Dataset entries:
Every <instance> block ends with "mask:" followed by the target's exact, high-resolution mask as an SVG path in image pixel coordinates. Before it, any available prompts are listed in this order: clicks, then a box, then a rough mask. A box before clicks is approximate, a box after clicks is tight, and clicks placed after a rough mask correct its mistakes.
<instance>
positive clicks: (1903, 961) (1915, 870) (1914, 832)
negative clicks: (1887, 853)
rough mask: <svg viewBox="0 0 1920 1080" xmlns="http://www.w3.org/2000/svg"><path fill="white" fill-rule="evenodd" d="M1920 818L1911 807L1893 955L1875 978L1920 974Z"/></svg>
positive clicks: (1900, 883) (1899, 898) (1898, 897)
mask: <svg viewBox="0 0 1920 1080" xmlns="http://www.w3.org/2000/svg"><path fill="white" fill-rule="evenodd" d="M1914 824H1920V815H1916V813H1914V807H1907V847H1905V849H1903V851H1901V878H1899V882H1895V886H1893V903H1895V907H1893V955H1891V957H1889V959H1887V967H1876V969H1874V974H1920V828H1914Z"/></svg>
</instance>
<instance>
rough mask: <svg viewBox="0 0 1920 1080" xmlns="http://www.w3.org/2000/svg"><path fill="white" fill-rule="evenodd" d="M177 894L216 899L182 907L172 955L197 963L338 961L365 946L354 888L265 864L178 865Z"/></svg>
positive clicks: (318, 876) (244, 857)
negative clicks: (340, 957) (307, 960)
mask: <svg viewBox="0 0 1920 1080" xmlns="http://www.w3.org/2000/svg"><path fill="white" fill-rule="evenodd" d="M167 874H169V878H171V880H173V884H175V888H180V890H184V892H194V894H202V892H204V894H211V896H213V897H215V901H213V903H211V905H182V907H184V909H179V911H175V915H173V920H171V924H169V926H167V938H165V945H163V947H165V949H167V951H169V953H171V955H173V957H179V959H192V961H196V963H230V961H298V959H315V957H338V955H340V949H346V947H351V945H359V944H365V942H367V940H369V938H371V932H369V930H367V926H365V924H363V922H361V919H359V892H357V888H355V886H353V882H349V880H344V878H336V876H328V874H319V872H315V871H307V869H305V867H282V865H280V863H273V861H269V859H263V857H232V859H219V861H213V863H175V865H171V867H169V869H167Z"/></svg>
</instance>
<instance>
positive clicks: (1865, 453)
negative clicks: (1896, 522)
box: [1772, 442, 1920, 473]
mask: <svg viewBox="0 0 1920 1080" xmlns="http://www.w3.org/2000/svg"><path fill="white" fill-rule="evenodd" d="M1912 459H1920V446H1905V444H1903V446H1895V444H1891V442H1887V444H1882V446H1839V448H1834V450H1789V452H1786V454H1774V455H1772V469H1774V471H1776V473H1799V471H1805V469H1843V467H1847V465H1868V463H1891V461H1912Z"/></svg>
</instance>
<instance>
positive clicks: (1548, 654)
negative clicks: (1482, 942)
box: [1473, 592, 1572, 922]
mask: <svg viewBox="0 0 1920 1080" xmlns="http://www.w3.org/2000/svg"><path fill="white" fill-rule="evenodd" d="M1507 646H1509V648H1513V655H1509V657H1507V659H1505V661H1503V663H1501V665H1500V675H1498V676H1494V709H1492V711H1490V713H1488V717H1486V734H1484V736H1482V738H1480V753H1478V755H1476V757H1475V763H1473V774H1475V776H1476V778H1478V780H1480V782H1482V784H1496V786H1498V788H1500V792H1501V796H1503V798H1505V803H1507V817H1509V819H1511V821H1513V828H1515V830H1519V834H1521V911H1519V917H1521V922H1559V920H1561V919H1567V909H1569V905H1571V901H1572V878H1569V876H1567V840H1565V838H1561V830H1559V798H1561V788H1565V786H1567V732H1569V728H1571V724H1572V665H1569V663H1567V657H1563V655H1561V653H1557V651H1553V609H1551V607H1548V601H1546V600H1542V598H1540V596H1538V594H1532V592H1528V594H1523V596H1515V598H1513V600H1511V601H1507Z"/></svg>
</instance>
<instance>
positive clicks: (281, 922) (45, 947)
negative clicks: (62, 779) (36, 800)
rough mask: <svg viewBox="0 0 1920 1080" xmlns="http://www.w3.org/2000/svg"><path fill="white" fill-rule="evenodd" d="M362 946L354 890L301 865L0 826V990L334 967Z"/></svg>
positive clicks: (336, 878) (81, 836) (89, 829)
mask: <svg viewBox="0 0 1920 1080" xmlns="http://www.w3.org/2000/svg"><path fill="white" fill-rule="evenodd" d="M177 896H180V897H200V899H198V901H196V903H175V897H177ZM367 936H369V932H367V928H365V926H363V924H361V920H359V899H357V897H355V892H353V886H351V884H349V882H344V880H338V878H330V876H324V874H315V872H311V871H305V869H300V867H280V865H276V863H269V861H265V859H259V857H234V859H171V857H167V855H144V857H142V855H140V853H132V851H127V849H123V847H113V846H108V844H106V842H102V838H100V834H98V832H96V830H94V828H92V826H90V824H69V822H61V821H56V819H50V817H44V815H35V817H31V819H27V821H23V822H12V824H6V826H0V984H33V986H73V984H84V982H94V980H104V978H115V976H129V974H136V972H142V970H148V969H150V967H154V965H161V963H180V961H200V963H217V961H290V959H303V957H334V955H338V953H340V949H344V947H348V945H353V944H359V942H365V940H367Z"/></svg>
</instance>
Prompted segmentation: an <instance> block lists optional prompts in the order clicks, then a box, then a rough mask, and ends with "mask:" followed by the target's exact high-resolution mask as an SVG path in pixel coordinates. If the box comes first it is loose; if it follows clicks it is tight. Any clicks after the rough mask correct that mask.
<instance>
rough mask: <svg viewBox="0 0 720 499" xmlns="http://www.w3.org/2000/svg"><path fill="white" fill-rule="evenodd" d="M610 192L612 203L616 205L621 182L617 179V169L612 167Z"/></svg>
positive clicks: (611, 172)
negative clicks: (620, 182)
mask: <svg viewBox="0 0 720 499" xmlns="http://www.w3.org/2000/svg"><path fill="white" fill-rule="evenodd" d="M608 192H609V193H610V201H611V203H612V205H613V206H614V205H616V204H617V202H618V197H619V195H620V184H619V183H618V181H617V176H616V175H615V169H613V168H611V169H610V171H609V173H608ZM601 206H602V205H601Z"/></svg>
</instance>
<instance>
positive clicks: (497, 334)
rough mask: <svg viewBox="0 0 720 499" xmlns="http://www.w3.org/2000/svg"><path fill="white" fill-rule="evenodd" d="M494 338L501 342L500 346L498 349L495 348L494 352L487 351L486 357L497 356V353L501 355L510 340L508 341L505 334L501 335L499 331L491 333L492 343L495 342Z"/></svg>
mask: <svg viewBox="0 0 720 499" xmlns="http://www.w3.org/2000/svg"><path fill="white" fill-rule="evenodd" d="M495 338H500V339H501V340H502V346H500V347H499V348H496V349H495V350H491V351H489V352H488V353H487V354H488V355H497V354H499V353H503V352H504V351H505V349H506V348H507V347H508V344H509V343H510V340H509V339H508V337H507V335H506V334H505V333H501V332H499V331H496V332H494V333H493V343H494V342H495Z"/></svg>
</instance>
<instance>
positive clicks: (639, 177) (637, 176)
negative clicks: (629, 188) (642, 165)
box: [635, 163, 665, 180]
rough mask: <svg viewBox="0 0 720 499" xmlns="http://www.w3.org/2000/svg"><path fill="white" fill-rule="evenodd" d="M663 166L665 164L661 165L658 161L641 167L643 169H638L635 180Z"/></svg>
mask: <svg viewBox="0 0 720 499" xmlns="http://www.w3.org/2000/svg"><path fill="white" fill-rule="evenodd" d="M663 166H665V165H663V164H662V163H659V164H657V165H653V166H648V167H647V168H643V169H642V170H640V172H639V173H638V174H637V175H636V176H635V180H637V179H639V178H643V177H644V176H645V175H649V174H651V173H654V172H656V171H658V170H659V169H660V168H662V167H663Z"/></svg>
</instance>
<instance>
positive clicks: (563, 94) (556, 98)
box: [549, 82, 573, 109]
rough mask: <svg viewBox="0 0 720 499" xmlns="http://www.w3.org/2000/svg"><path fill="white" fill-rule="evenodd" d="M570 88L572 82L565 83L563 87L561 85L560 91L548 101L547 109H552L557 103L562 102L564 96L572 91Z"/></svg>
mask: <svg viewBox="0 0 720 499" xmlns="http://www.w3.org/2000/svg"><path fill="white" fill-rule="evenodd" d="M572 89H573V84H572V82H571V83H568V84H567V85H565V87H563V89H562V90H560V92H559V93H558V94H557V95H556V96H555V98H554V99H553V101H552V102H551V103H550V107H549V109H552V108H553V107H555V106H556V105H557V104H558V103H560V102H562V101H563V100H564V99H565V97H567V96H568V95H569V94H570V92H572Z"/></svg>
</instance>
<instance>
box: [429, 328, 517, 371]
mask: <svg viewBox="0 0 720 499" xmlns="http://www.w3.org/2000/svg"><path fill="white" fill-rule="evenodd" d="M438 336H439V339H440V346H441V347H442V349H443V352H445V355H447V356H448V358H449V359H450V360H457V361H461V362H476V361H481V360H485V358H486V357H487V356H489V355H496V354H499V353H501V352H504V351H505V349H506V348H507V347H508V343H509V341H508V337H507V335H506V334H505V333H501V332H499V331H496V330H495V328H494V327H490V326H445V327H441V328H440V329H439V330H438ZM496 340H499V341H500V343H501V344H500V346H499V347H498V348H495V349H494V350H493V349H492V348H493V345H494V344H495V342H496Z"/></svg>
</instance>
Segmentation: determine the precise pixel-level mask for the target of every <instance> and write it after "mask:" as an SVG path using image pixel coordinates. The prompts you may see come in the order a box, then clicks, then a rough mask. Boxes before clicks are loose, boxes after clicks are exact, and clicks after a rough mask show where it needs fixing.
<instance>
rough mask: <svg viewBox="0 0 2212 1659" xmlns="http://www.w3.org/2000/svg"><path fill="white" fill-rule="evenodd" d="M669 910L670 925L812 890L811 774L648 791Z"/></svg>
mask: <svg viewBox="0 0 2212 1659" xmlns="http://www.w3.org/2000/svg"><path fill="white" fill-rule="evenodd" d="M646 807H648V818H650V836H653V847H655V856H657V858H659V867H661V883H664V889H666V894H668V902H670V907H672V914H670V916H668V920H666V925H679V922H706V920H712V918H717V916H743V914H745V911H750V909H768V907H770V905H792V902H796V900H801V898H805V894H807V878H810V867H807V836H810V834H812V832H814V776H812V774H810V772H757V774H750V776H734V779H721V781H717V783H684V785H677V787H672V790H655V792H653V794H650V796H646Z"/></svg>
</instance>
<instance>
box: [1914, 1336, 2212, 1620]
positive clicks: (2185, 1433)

What is required = What you give back should be only the lines of the records above, starting at the line with "894L216 899L182 907L172" and ending at the line with "positive clicks: (318, 876) (244, 857)", restated word for word.

Problem solution =
rough mask: <svg viewBox="0 0 1920 1080" xmlns="http://www.w3.org/2000/svg"><path fill="white" fill-rule="evenodd" d="M177 894L216 899L182 907L172 955L197 963L338 961L365 946L354 888L265 864L178 865Z"/></svg>
positive clicks: (318, 876) (244, 857)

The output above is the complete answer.